STATED EXERCISE: Rewrite all of the entries with "outline" in place of every "mask", leaving everything else as it is. Leave the pictures out.

EXTRACTED DATA:

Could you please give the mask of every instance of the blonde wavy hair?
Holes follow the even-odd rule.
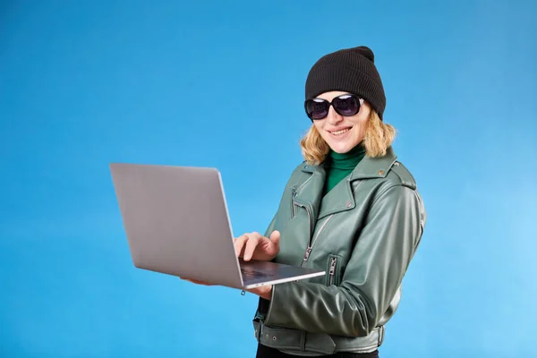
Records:
[[[365,155],[371,158],[385,156],[396,138],[396,129],[393,125],[382,122],[372,108],[366,125],[362,141]],[[324,162],[330,150],[330,147],[322,139],[315,124],[311,124],[300,141],[300,147],[304,159],[310,165],[320,165]]]

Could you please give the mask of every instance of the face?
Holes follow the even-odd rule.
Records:
[[[331,101],[332,98],[347,92],[331,91],[318,96],[319,98]],[[313,121],[313,124],[323,140],[337,153],[346,153],[363,140],[367,121],[371,107],[367,102],[360,107],[360,111],[350,117],[338,115],[330,106],[328,115],[324,119]]]

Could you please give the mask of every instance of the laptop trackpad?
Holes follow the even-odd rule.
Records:
[[[244,285],[298,277],[319,271],[271,261],[244,261],[239,259]]]

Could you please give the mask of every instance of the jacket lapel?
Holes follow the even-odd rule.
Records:
[[[347,177],[339,182],[321,199],[318,219],[354,209],[356,206],[354,192],[362,185],[362,181],[385,177],[396,159],[396,156],[391,147],[388,148],[386,156],[382,158],[364,157]],[[324,177],[326,177],[326,174]],[[322,188],[320,192],[322,192]],[[322,195],[322,192],[320,195]]]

TASK RESULT:
Could you please give the outline of every instance of the blonde wavy hair?
Holes follow the even-odd rule.
Records:
[[[365,155],[371,158],[385,156],[396,138],[396,129],[393,125],[382,122],[372,108],[366,125],[362,141]],[[324,162],[330,150],[330,147],[322,139],[315,124],[311,124],[300,141],[300,147],[304,159],[310,165],[320,165]]]

Could you please give the outline of every instance of the face?
Holes follow the even-odd rule.
Records:
[[[331,101],[332,98],[347,92],[331,91],[318,96],[319,98]],[[313,121],[313,124],[323,140],[337,153],[346,153],[363,140],[367,121],[371,107],[367,102],[360,107],[360,111],[350,117],[338,115],[330,106],[328,115],[324,119]]]

Could you please give the outline of every instance of the laptop trackpad?
Holes follow the even-odd rule.
Records:
[[[244,285],[298,277],[319,271],[271,261],[244,261],[239,259]]]

Could you please give the outline of every instance of the jacket lapel?
Holes follow the even-odd rule.
Records:
[[[347,177],[339,182],[321,199],[318,219],[354,209],[356,206],[354,192],[362,185],[362,181],[385,177],[396,159],[396,156],[391,147],[388,148],[386,156],[382,158],[364,157]],[[324,177],[326,177],[326,174]],[[322,188],[320,192],[322,192]],[[322,195],[322,192],[320,195]]]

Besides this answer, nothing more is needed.